Data excerpts
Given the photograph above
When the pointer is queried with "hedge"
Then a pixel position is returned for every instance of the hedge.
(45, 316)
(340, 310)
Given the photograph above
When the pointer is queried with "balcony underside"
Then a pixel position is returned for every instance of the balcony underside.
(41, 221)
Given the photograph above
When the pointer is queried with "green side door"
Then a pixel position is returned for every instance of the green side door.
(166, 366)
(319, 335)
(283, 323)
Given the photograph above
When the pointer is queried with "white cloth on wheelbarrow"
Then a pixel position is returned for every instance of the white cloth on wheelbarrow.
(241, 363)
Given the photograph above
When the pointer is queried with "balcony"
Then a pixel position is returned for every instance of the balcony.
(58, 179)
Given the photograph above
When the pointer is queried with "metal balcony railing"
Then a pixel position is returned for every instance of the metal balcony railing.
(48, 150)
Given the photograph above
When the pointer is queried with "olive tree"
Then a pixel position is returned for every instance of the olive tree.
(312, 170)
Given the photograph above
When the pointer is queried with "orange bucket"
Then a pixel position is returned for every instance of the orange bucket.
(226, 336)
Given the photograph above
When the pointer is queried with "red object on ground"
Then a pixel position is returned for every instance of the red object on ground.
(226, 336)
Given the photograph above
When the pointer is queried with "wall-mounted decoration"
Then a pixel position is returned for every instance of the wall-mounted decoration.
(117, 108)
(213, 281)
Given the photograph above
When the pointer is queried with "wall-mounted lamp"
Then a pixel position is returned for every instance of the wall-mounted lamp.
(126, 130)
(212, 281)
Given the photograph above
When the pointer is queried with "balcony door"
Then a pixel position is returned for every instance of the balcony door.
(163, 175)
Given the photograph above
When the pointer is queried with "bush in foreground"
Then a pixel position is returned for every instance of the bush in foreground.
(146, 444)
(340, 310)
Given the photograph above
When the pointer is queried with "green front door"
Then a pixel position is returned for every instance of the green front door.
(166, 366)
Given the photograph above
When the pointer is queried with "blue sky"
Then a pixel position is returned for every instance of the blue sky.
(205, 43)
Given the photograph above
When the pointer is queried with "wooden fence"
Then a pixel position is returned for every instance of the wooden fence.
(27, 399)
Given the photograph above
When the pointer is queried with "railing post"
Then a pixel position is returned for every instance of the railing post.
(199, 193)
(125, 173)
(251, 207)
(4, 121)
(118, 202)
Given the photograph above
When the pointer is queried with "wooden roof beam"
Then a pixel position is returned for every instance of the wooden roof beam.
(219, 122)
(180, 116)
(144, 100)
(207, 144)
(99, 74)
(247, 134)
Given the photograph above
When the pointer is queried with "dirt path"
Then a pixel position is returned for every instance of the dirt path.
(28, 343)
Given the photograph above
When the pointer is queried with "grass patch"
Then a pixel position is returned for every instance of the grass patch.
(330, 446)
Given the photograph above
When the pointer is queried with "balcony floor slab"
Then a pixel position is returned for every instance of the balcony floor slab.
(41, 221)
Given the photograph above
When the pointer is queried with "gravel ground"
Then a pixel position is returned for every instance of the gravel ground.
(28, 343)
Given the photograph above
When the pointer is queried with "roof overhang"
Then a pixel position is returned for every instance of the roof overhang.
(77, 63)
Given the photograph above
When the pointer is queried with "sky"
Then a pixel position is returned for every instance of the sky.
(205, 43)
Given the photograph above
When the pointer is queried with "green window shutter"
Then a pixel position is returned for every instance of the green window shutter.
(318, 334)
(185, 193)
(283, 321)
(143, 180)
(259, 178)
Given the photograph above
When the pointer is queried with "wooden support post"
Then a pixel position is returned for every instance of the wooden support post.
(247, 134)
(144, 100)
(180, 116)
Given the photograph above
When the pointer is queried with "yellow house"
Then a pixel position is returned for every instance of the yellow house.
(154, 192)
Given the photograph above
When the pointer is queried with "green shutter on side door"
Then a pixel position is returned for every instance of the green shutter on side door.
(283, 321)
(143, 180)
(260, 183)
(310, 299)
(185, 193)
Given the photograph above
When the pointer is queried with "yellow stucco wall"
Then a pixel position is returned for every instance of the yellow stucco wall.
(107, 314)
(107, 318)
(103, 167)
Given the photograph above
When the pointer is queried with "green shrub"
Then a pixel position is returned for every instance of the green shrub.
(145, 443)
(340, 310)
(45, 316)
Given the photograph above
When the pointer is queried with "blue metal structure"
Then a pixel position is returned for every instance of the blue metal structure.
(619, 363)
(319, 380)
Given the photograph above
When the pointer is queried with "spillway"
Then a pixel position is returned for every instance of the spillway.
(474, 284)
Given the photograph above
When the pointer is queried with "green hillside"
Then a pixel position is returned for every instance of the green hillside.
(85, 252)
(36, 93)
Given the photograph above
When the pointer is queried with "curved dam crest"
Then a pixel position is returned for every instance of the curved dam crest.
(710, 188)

### Task instructions
If a line appears above, it belongs in your answer, printed exactly.

### Solution below
Given the photograph above
When the pointer is queried with "hedge"
Then a pixel position is returned for every instance of the hedge.
(45, 316)
(340, 310)
Given the photograph above
When the pointer is queried with "balcony underside"
Then a pixel position is returned for every instance of the balcony underside.
(41, 221)
Given the photograph above
When the pointer is queried with "green side door"
Then a pixel position is returned for every instance of the green side door.
(166, 366)
(319, 335)
(283, 323)
Given the photograph above
When the pointer is queried with "white cloth on wheelbarrow"
Then a pixel position is returned for every instance of the white cloth on wheelbarrow.
(241, 363)
Given the photograph above
When the pointer is queried with "balcony"
Then a pixel position is returned for every instance of the balcony.
(58, 179)
Given the photograph above
When the pointer is queried with "metal balcony railing"
Then a pixel position is returned for every instance of the metal balcony railing.
(48, 150)
Given the photograph above
When the pointer is queried with "olive tree"
Then a pixel position is returned for every instance of the olive tree.
(312, 170)
Given the photograph above
When the pointer is queried with "orange bucket"
Then a pixel position is returned for every instance of the orange bucket.
(226, 336)
Given the photograph above
When the pointer is queried with "red object on ground"
Then a pixel position is returned for every instance of the red object on ground.
(226, 336)
Given the photograph above
When the pointer is queried with "wall-mounted decoration"
Then a pixel position is returned for every instance of the wall-mounted decoration.
(117, 108)
(213, 281)
Given the photograph above
When the pointer is queried with "wall-mounted lamp"
Then a pixel position is returned for every instance of the wall-mounted lamp.
(126, 130)
(212, 281)
Given the photograph above
When the pointer is queried with "balcony door"
Then a pixel position is returned for every instance of the balcony door.
(163, 175)
Given the photograph above
When the pointer is queried with "bush in foreground"
Then a pixel position is returned for every instance of the bush in foreground.
(146, 444)
(340, 310)
Given the photograph above
When the pointer is queried with "green front door"
Then a pixel position is returned for every instance of the green front door.
(166, 366)
Given the photograph above
When the pointer is queried with "blue sky"
Then a pixel position is returned for every instance of the blue sky.
(205, 43)
Given the photograph above
When the pointer is queried with "wooden fence"
Then a pixel position is returned for every instance of the wooden fence.
(27, 399)
Given the photograph above
When the pointer is queried with "railing post"
Then a pixel position is returned for every instance of the railing post.
(199, 193)
(125, 173)
(251, 207)
(4, 121)
(118, 202)
Given the photograph above
When the pointer is queried with "wooden roof beam"
Then a pixel position is returned for every instance of the wooden roof beam.
(219, 122)
(180, 116)
(144, 100)
(207, 144)
(99, 74)
(247, 134)
Given the photograph above
When the pointer is queried with "dirt path"
Then a pixel position is returned for every instance of the dirt path.
(28, 343)
Given the photograph above
When the pointer is queried with "grass patch"
Then a pixel position is returned for every instance of the grass patch.
(330, 446)
Given the photograph above
When the pointer is queried with "balcony floor slab"
Then a pixel position is returned for every instance of the balcony floor slab.
(41, 221)
Given the photograph above
When the pointer is queried with "gravel ground"
Then a pixel position is returned for every instance of the gravel ground.
(28, 343)
Given the photograph above
When the pointer is queried with "roof overhang"
Then a pixel position is returned for every instance of the roof overhang.
(77, 63)
Given the photograph above
When the pointer is queried with "sky"
Then a pixel position is returned for every instance of the sky.
(205, 43)
Given the photograph above
When the pointer is queried with "green window shutter"
Then a pixel position is returned for every instance of the green window shutter.
(318, 334)
(185, 193)
(283, 321)
(143, 180)
(259, 178)
Given the photograph above
When the pointer is queried with "wooden support post"
Then a pixel position is returned for every instance of the wooden support post.
(247, 134)
(144, 100)
(180, 116)
Given the photograph above
When the pointer is queried with "yellow house"
Then a pixel position is returned for every instance of the yellow house.
(154, 192)
Given the photograph above
When the pointer is queried with "green shutter on side door"
Then a pixel position is returned for every instance of the green shutter on side door.
(283, 321)
(143, 180)
(260, 183)
(310, 299)
(185, 193)
Given the photograph above
When the pointer is queried with "yellow stucco wall"
Then a pixel position is returned for every instance of the yellow stucco wall.
(107, 314)
(107, 318)
(103, 167)
Given the photograph above
When the pointer is queried with "green shrub"
Then a pixel position is returned for every instance of the green shrub.
(145, 443)
(340, 310)
(45, 316)
Given the photograph above
When the pointer is queried with "blue metal structure"
Then a pixel position is returned for every instance of the blue metal structure.
(619, 363)
(319, 380)
Given the photograph above
When the pointer is queried with "spillway"
Then a pixel position is returned for every instance of the spillway.
(474, 284)
Given the photograph above
When the pointer is queried with "green hillside"
Then a pixel position is returned for every instance of the green hillside.
(85, 252)
(36, 93)
Given the photograph above
When the pointer is queried with "curved dam crest"
Then a pixel position is returned for every instance of the curved dam crest.
(710, 188)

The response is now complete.